Task:
Send back the entries below exactly as they appear.

(Records of labeled points)

>>

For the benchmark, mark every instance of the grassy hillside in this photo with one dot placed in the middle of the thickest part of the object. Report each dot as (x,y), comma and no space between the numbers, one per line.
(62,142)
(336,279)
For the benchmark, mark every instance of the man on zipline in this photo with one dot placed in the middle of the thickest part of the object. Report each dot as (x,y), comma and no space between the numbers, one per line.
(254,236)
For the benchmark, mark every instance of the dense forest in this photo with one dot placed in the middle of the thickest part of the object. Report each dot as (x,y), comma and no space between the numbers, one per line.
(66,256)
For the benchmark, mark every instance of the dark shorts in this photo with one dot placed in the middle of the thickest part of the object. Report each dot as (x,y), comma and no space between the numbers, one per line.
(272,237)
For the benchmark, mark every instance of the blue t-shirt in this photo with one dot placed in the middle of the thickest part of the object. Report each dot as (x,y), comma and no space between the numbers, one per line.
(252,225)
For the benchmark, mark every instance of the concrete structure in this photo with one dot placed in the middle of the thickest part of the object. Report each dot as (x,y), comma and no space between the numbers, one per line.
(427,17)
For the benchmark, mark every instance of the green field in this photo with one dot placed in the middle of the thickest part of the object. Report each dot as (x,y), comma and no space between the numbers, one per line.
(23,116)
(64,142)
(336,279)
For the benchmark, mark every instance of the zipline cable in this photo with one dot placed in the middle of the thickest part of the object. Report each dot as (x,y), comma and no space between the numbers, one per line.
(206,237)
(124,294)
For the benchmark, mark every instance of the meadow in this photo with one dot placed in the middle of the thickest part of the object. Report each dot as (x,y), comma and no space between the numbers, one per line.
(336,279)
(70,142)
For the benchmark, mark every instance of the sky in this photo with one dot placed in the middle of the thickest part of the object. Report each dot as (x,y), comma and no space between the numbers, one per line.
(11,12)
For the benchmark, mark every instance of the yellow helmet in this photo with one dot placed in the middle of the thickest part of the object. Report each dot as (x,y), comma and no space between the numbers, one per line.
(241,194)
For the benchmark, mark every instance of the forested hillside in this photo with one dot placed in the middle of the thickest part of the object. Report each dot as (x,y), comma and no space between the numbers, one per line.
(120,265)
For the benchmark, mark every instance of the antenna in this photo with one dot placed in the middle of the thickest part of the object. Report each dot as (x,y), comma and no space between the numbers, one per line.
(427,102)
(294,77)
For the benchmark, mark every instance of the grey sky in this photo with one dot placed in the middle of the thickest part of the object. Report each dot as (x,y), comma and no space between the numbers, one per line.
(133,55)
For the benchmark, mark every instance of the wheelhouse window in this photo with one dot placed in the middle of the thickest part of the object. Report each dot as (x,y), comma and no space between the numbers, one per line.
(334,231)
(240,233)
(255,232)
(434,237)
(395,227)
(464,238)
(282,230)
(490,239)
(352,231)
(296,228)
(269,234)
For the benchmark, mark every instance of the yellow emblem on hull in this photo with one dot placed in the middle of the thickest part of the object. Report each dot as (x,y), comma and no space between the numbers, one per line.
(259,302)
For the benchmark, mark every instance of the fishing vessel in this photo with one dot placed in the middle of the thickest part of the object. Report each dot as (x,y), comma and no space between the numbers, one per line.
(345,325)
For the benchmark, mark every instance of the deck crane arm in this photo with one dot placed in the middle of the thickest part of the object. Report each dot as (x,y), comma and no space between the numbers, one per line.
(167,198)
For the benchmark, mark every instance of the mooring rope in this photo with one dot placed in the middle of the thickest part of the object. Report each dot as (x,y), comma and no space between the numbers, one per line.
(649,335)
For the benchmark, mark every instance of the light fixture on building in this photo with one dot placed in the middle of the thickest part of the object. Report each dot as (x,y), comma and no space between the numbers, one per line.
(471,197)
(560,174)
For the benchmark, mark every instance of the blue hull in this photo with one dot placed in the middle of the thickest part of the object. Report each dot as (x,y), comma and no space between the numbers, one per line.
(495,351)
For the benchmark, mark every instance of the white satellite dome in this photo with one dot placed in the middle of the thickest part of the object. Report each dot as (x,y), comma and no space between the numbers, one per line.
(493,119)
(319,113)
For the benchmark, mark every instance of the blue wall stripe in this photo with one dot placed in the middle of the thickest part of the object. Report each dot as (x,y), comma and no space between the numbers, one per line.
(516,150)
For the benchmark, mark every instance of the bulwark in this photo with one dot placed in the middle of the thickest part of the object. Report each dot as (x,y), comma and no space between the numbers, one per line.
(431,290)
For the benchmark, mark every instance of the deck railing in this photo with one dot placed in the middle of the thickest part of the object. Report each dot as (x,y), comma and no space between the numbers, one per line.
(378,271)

<<

Exercise answer:
For the benchmark, mark every instance of the grassy hillside in this photo with one dot placed in the middle of the thickest part of the object. Report each dot as (x,y), comma and no space between the numbers, one per line.
(62,142)
(336,279)
For the benchmark, mark every instance of the man on zipline in this photo with one dot placed in the middle of the thickest part of the object. Report each dot as (x,y), comma and no space between the numbers, one per line.
(254,236)
For the benchmark, mark every instance of the dense forest in this photo with one dot placed in the middle of the thickest part of the object. Report each dot as (x,y), comma and no space between the numbers, one per line.
(66,256)
For the benchmark, mark every instance of the dark shorts in this photo with one dot placed in the middle of the thickest part of the object. Report each dot as (x,y), comma and no space between the numbers, one per line.
(272,237)
For the benchmark, mark every instance of the blue t-shirt in this photo with one dot placed in the middle of the thickest part of the object. Report each dot as (x,y), comma and no space between the numbers, one per line.
(252,225)
For the benchmark, mark every instance of the concrete structure in this photo with one dot placed in the middle of the thickest part of the object. Report each dot as (x,y), comma and no space between the numbers, one per line.
(427,17)
For the benchmark, mark every instance of the green field in this photo with one dot placed in the middle of the thickest part of the object. Report each dot as (x,y), comma and no space between the numbers, one per line.
(23,116)
(64,142)
(336,279)
For the benchmark, mark every instance of the zipline cable in this photo with one dot placed in the middle of the thickest part of the object. Report each dot as (x,y), comma and no space between the numbers, one per line.
(206,237)
(124,294)
For the benchmark, mark every instance of the meadow in this photo with one dot placed in the middle of the thickest part of the object. Report each dot as (x,y), comma and no space between the numbers, one per line.
(336,279)
(70,142)
For the benchmark, mark every instance of the sky in this photo with one dot placed in the middle of the thickest part of the object. Report each dot as (x,y), comma and no space between the numbers, one per line.
(11,12)
For the benchmark, mark every instance of the yellow helmet in this photo with one dot placed in the middle of the thickest part of the object. Report each dot as (x,y), comma and no space between the numbers, one per line.
(241,194)
For the benchmark, mark every instance of the forested hillside in this photo with one dot placed in the middle of the thickest part of the object. Report each dot as (x,y), comma and no space between the numbers, one per line.
(120,265)
For the benchmark, mark every instance of the antenna in this photo with one dot placed in the middle of the thickest part of the object. Report each dot as (x,y), comma and no space between the numbers, one per line.
(427,102)
(294,77)
For the benchmark, mark every instance of the grey sky in this photo with one dot placed in the middle of the thickest part of the object. Report each dot as (x,y), comma and no space between the numbers, one per line.
(133,55)
For the benchmark, mark every instance of the wheelhouse window in this photo with one dot placed in the middle of the thickest part of the object. Report each dot as (x,y), comma and no space between the numbers, one per line.
(334,231)
(240,233)
(255,232)
(434,237)
(395,227)
(464,238)
(282,230)
(490,239)
(352,231)
(296,228)
(269,234)
For the benchmark, mark every instance of the yellow emblem on hull in this photo with one dot placed in the middle of the thickest part of the object. Report each dot as (x,y), comma and no space between the numbers, one per line.
(259,302)
For the benchmark, mark every instance of the fishing vessel in this photo with one dot placed in the middle of the thickest part of the object. Report each dot as (x,y), comma and no space between the numbers, one per line.
(345,325)
For the benchmark, mark every instance of the deck crane arm in this photo with one dot placed in the middle of the thickest part of the object. Report each dot as (x,y), comma and no space between the numbers, one per line.
(167,198)
For the benchmark, mark every instance of the mooring rope in this photo with one dot placed in the middle of the thickest part of the object. Report each dot as (x,y), comma and no space between the numbers, one per line.
(649,335)
For the benchmark, mark every instance of the light fixture on building in this photo with one dot placed in the middle of the thickest part of the object. Report each dot as (x,y), comma and no space between the numbers, one per line.
(471,197)
(560,174)
For the benchmark, mark every instance of the blue hull in this photo with one dot placed in the middle of the thickest part of the object. Report each dot as (x,y), comma and no space between the numbers, one per line.
(495,351)
For the benchmark, mark every instance of the white satellite dome in this photo with one dot placed in the middle of the thickest part of the object. Report each dot as (x,y), comma and no space between the numbers, one per line.
(493,119)
(319,113)
For the benchmark, mark every instance of the blue wall stripe in this photo with one dot placed in the middle of the thickest part of the object. Report each dot as (x,y), comma and no space between the numbers, one per line.
(516,150)
For the benchmark, mark every instance of the bulwark in this photo with one dot placed in the middle of the thickest part of the object. Report each dot as (x,y), comma and no space between the numbers, one per line.
(431,290)
For the benchmark, mark every instance of the deck railing in this photo with one dot placed in the middle of the thickest part of the object. Report each dot as (x,y), comma and no space between the numbers, one per line.
(378,271)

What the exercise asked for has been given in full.